[Dataset entries]

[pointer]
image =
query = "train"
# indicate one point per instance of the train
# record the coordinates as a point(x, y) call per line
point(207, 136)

---

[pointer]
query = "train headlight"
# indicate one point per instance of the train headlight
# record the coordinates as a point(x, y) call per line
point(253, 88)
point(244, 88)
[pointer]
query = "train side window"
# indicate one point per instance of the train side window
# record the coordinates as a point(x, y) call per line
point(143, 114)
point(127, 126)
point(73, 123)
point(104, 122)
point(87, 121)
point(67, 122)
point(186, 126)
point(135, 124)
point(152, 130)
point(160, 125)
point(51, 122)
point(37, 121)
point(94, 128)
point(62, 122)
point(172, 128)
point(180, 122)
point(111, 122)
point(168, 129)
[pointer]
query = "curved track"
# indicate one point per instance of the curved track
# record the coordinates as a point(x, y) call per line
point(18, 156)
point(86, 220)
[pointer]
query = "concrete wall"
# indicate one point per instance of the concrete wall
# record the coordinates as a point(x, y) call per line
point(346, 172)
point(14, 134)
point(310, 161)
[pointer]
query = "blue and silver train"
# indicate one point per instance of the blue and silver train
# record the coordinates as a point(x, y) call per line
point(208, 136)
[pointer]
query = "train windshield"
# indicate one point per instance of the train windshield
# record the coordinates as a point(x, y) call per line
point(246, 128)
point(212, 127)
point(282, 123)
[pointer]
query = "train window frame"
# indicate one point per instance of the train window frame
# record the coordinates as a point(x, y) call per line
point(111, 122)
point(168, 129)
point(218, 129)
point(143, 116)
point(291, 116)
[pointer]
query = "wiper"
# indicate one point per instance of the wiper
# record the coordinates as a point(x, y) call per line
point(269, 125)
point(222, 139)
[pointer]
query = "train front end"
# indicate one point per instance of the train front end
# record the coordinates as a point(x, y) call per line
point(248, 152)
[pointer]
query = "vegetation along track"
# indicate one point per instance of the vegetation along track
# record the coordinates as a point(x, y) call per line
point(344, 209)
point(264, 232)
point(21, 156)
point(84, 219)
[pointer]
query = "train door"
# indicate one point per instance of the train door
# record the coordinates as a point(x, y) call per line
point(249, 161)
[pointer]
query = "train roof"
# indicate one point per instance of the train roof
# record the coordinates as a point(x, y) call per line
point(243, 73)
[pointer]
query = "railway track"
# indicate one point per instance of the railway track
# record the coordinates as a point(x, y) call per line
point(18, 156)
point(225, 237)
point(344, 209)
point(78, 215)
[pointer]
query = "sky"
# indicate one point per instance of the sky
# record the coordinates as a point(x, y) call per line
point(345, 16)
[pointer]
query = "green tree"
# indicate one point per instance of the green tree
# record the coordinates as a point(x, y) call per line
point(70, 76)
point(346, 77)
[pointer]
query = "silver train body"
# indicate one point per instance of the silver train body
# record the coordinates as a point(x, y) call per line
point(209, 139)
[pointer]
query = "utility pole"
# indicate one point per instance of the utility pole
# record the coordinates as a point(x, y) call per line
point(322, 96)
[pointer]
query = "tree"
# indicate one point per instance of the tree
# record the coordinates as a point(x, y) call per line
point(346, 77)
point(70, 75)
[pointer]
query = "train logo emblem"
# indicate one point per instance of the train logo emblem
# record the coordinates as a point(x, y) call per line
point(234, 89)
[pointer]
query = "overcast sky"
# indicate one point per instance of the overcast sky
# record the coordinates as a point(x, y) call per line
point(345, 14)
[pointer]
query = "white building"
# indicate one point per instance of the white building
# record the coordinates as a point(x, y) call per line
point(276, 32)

How to complete this task
Looking at the entries above, state the number of lines that contain "front" and add nothing more.

Written solution
2